Copy out the records that appear below, exactly as each one reads.

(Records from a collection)
....................
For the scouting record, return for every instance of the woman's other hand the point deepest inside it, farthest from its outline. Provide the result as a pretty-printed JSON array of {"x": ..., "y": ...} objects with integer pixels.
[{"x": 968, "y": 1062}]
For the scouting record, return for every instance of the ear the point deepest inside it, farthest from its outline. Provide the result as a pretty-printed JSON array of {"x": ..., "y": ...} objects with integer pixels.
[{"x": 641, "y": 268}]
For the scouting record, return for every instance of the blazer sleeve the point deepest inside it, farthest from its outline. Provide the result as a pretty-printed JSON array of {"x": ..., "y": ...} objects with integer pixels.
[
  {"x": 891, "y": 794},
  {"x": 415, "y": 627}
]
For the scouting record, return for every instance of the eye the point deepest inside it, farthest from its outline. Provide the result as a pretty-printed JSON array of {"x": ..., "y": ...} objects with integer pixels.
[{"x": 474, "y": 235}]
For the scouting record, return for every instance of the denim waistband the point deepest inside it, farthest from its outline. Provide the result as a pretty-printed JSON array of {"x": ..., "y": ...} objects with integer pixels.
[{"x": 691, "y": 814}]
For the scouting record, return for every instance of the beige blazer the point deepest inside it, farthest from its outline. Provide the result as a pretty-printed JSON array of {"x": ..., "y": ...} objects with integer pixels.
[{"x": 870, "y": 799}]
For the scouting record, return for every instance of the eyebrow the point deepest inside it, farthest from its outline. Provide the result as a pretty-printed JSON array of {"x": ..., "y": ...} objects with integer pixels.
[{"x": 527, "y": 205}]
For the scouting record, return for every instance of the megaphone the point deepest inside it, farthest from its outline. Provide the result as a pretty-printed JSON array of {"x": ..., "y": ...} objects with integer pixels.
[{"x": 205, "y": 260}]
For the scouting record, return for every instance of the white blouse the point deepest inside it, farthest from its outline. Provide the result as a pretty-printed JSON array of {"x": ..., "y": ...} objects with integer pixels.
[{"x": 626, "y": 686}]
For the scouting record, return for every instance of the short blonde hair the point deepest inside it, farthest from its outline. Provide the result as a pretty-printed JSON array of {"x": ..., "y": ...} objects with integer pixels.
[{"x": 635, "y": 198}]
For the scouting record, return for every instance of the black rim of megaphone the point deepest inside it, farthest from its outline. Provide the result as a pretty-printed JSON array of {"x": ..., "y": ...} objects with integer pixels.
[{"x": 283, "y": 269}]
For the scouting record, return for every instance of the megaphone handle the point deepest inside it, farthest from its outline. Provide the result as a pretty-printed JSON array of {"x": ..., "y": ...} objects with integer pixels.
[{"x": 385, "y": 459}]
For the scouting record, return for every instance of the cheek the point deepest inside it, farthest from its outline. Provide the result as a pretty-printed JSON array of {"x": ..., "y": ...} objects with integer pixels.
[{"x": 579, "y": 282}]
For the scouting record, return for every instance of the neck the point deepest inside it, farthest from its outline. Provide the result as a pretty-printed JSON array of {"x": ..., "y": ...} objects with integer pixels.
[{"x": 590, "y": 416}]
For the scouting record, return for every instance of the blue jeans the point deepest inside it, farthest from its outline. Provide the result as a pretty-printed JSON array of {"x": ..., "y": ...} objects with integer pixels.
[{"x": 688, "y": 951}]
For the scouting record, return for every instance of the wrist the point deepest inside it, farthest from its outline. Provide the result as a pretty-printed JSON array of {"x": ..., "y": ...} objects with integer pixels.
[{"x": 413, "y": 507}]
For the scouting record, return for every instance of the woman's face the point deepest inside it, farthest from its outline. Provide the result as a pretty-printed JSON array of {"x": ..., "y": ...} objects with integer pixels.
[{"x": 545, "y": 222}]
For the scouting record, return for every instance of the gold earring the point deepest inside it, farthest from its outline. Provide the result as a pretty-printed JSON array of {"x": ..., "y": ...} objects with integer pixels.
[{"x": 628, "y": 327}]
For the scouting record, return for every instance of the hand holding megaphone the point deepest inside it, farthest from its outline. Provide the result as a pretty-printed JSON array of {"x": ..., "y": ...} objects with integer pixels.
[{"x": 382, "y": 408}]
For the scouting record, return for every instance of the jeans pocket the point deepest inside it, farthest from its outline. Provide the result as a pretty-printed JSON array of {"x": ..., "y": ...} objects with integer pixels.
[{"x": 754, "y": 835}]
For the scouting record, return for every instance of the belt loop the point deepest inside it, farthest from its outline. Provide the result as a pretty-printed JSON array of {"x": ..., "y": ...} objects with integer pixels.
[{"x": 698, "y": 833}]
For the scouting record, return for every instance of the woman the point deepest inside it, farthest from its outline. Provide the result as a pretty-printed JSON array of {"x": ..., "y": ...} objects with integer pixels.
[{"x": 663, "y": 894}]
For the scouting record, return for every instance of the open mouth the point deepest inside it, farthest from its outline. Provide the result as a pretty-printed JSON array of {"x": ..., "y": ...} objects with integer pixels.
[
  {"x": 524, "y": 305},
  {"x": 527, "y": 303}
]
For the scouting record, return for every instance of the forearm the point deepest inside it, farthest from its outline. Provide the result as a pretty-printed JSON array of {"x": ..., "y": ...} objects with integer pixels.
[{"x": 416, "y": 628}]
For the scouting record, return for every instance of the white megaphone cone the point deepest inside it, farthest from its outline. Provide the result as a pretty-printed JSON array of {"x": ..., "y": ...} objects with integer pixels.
....................
◆ WRITTEN REPLY
For the scouting record, return for every instance of the woman's other hand the point deepest inside it, farthest from its outline. Provide the result as a pretty-printed JSON array of {"x": ..., "y": ...} objects with integer pixels.
[{"x": 968, "y": 1062}]
For the scouting record, return for every instance of the ear the point deepest inside it, farthest from its outline. Provide the result as a pretty-printed JSON array of {"x": ..., "y": ...} objects with integer pixels.
[{"x": 641, "y": 268}]
For the scouting record, return for every instance of the blazer sleeve the point deepest inside it, farthest from its outline. Provide the result as a pretty-printed JSON array of {"x": ..., "y": ...} objects with integer pixels.
[
  {"x": 891, "y": 794},
  {"x": 415, "y": 627}
]
For the scouting record, return for every instance of the eye the point deepest inside it, farthest from its outline. Provide the result as a pretty-printed JSON array of {"x": ..., "y": ...} objects with integer pixels.
[{"x": 474, "y": 235}]
For the scouting record, return for every instance of the denim waistband the point deepest inside it, farthest from its outline. Provide the result as a pretty-printed JSON array of {"x": ..., "y": ...} objects with integer pixels.
[{"x": 691, "y": 814}]
For the scouting record, return for every instance of the beige blazer the point deepest inside it, farthest from its outline. Provide the result as a pretty-printed JSON array of {"x": ..., "y": ...} objects with integer pixels.
[{"x": 870, "y": 799}]
For the scouting record, return for every instance of the eyebrow the point deepest inside it, farthest from its outline. Provide the result as a pretty-printed JSON array of {"x": ..., "y": ...} objects with integer pixels.
[{"x": 527, "y": 205}]
For the scouting record, return for every instance of the megaphone the point deepest inside it, farthest from its outline. Provide the result as a pretty-printed JSON array of {"x": ..., "y": ...} objects with integer pixels.
[{"x": 205, "y": 260}]
For the scouting record, return for every instance of the white blouse the point deepest inside it, farthest from its outline. Provide the result as a pretty-printed JSON array of {"x": ..., "y": ...} objects with integer pixels.
[{"x": 626, "y": 686}]
For the scouting record, return for every instance of the short blonde hair the point deepest inside it, farthest from its outline. Provide the result as a pretty-printed JSON array of {"x": ..., "y": ...} objects with integer pixels.
[{"x": 635, "y": 198}]
For the scouting record, return for every instance of the black rim of megaphone the point deepest inside it, farthest from its outline. Provide the result as a pretty-printed JSON array of {"x": ..., "y": ...} objects with integer pixels.
[{"x": 283, "y": 269}]
For the scouting record, return for every instance of the megaphone handle the point deepest inside it, farthest from its outline. Provide the result as a pretty-printed JSON array of {"x": ..., "y": ...} objects with integer pixels.
[{"x": 385, "y": 459}]
For the scouting record, return for every instance of the cheek the point deepest inside it, farthest from its outline. Provide the result as a pretty-printed JSON array of {"x": ..., "y": ...} objects with integer pixels.
[{"x": 579, "y": 282}]
For the scouting record, return for every instance of the neck the point deepest inside it, farthest from its outline. Provide the result as a pretty-printed JSON array of {"x": ..., "y": ...} objects with integer pixels.
[{"x": 590, "y": 416}]
For the scouting record, return for every instance of the blue jeans the point deepest inside it, farthest from its outline. Provide the result as a pretty-printed JSON array of {"x": ..., "y": ...} objects with integer pixels.
[{"x": 688, "y": 951}]
For the scouting record, return for every instance of the wrist the point deepest inside it, farthest from its outline. Provide the result as a pretty-printed JSON array of {"x": ..., "y": ...} objects with integer pixels.
[{"x": 413, "y": 507}]
For the scouting record, return for every instance of the woman's face the point deepest inside it, farthest from its outline. Provide the result as a pretty-printed JSON array of {"x": ..., "y": ...} objects with integer pixels.
[{"x": 545, "y": 222}]
For the scouting record, return for every instance of the gold earring the point deepest inside it, farthest from its outline. Provide the result as a pretty-printed JSON array of {"x": ..., "y": ...} objects with integer pixels.
[{"x": 628, "y": 327}]
For the scouting record, return for every instance of the hand holding megaphone the point deepest inside it, farthest from its outline. Provide the result as a pretty-printed JSON array of {"x": ..., "y": ...} objects with integer pixels.
[{"x": 382, "y": 408}]
For the scouting record, return for every instance of the jeans pocket the point deepest inside it, farthest from its outline. Provide the result as a pretty-printed JSON array of {"x": ..., "y": ...} objects with integer pixels.
[{"x": 754, "y": 835}]
For the scouting record, return for every instance of the belt loop the point deepest inside it, farthest from its outline. Provide the result as a pretty-printed JSON array of {"x": ..., "y": ...} objects with integer pixels.
[{"x": 698, "y": 833}]
For the scouting record, return for every instance of the woman the point deepest inside it, farthest from its outline. Provide the result as a pretty-printed JSON array of {"x": ..., "y": ...} objects with integer pixels.
[{"x": 663, "y": 894}]
For the scouting record, return for every instance of the open mouth the point deepest inside it, farthest from its outline. Provide the result as a pretty-printed JSON array of {"x": ..., "y": ...} objects with integer pixels.
[
  {"x": 524, "y": 305},
  {"x": 527, "y": 303}
]
For the scouting record, return for every instance of the forearm the point deepest inside it, farthest from its outline. Provide the result as a pretty-printed JSON array of {"x": ..., "y": ...} objects with integer pixels.
[{"x": 416, "y": 628}]
For the scouting record, return for every instance of the white megaphone cone the point deepest inside it, farthest from its outline. Provide the result as a pretty-printed JSON array of {"x": ..., "y": ...} objects with integer pixels.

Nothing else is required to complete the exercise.